**THE REQUEST**
Please count how many lines in the rows below contain the string "grass", and reply with only that number.

**STORED ROWS**
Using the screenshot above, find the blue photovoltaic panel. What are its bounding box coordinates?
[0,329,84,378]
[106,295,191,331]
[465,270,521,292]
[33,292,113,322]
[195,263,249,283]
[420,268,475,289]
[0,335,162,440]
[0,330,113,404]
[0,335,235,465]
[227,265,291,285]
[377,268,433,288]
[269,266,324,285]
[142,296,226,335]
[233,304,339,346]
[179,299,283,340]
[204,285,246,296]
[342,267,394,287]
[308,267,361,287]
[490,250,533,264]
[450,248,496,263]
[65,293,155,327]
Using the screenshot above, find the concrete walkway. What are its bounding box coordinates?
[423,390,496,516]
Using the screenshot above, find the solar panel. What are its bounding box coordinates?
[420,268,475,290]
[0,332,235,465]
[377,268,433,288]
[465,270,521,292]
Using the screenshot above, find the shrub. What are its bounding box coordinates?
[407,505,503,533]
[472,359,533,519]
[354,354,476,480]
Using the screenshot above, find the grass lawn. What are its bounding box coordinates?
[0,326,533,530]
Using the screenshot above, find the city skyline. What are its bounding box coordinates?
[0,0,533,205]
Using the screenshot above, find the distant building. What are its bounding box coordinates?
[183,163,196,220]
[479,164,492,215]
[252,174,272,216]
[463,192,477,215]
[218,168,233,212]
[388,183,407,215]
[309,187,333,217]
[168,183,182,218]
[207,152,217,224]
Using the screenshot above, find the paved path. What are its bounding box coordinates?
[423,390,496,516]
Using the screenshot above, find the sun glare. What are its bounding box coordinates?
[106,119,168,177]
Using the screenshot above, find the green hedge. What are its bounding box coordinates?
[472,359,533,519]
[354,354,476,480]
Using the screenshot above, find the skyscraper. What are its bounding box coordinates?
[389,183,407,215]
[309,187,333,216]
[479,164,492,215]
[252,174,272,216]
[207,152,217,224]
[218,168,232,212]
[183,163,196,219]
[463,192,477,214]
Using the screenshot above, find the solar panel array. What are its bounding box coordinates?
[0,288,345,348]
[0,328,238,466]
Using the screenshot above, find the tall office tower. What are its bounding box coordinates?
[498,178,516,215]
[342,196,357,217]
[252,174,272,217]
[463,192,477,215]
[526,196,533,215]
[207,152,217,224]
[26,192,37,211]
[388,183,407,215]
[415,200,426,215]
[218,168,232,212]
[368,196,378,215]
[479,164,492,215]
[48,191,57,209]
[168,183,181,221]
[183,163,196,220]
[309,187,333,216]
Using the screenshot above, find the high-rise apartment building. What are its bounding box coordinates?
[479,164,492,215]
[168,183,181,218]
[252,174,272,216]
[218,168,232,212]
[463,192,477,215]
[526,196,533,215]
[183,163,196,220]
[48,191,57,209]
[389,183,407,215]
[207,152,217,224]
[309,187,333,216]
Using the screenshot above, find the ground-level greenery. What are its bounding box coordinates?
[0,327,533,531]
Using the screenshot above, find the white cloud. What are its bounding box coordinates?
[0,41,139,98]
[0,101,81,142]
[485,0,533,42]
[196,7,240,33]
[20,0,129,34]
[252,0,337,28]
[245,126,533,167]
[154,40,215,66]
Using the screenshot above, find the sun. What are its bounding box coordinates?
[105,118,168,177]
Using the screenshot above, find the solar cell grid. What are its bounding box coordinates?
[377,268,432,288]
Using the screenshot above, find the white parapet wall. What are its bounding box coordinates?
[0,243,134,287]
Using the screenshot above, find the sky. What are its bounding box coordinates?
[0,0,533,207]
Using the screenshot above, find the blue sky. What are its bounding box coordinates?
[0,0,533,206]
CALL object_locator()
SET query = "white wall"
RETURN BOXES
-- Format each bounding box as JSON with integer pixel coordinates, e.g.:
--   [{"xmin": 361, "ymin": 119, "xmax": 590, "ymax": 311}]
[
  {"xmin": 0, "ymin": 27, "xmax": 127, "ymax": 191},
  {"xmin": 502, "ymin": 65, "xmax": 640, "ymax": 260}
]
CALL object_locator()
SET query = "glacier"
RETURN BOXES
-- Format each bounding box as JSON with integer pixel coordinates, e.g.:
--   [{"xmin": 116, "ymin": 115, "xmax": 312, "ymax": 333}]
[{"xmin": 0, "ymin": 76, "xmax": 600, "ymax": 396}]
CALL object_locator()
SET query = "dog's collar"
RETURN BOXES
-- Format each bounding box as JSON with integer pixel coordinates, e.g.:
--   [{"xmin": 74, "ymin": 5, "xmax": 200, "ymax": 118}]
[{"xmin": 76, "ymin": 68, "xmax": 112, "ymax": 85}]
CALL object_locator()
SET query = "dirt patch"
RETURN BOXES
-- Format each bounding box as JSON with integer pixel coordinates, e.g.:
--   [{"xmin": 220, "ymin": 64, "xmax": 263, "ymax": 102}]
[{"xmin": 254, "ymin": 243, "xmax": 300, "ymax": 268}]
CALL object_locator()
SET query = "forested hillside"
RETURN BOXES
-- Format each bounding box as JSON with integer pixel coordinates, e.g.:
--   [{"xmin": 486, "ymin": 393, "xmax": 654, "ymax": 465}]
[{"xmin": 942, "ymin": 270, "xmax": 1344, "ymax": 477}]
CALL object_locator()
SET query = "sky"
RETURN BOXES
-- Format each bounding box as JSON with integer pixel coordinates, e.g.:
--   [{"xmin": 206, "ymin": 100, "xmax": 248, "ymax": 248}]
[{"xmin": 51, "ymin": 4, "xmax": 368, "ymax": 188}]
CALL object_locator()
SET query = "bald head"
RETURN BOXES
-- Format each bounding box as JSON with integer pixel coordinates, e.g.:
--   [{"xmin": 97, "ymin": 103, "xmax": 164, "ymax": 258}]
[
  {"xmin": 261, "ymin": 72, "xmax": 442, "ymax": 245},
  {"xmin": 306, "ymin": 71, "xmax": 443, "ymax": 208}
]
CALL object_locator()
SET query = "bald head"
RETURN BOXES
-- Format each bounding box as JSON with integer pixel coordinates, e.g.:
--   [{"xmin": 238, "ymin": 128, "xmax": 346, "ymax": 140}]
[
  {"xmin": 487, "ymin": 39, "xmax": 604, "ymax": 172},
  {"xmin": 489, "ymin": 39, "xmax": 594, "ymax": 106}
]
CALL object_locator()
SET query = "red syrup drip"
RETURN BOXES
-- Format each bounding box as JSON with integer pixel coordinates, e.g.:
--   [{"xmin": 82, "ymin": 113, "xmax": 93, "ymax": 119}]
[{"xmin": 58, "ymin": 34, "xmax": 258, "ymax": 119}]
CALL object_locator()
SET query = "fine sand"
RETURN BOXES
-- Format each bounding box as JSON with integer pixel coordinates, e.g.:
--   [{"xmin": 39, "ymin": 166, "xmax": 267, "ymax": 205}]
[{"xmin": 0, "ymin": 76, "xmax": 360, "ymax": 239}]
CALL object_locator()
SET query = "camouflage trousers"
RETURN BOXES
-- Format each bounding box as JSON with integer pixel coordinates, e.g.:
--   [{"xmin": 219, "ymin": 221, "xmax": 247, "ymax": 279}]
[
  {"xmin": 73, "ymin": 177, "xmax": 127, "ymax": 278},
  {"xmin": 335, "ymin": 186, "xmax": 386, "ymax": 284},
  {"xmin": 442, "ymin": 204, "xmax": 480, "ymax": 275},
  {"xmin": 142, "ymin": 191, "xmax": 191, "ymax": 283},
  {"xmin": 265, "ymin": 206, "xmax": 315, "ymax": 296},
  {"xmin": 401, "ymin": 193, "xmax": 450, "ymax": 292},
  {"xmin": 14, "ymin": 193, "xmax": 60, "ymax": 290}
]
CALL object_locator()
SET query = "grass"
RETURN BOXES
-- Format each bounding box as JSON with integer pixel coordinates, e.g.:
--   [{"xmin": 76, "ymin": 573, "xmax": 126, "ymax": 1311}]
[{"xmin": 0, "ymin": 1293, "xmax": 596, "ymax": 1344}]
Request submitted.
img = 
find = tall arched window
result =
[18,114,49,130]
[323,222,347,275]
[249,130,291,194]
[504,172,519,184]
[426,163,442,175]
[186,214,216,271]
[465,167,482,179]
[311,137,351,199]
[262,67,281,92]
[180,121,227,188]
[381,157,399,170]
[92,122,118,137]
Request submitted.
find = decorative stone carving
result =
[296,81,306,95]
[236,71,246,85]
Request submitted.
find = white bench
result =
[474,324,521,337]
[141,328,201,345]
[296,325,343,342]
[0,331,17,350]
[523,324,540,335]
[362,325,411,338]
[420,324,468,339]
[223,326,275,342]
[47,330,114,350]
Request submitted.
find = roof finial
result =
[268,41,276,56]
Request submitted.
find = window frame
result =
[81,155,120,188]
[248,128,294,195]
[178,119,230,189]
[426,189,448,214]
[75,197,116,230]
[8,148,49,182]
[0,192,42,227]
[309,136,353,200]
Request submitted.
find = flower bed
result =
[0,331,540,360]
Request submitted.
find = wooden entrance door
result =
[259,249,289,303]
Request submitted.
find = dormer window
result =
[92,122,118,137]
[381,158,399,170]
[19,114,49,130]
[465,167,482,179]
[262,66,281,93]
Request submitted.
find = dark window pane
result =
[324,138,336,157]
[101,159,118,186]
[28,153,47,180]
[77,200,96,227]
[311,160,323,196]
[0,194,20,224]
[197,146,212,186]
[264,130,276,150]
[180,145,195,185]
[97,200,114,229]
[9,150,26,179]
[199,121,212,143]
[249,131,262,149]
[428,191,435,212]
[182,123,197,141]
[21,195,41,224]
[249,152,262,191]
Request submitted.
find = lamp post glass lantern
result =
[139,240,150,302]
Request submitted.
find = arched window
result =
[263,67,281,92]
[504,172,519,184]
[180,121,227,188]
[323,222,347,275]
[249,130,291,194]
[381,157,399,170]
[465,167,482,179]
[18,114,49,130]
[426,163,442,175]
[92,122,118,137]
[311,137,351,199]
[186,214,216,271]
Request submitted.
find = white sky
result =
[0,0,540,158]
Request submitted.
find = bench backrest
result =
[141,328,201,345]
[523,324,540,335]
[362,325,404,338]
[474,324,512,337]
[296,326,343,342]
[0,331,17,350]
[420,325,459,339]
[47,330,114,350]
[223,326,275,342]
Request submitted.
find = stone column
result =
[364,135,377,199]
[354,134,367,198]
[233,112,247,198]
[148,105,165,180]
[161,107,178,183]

**SOLUTION BELOW**
2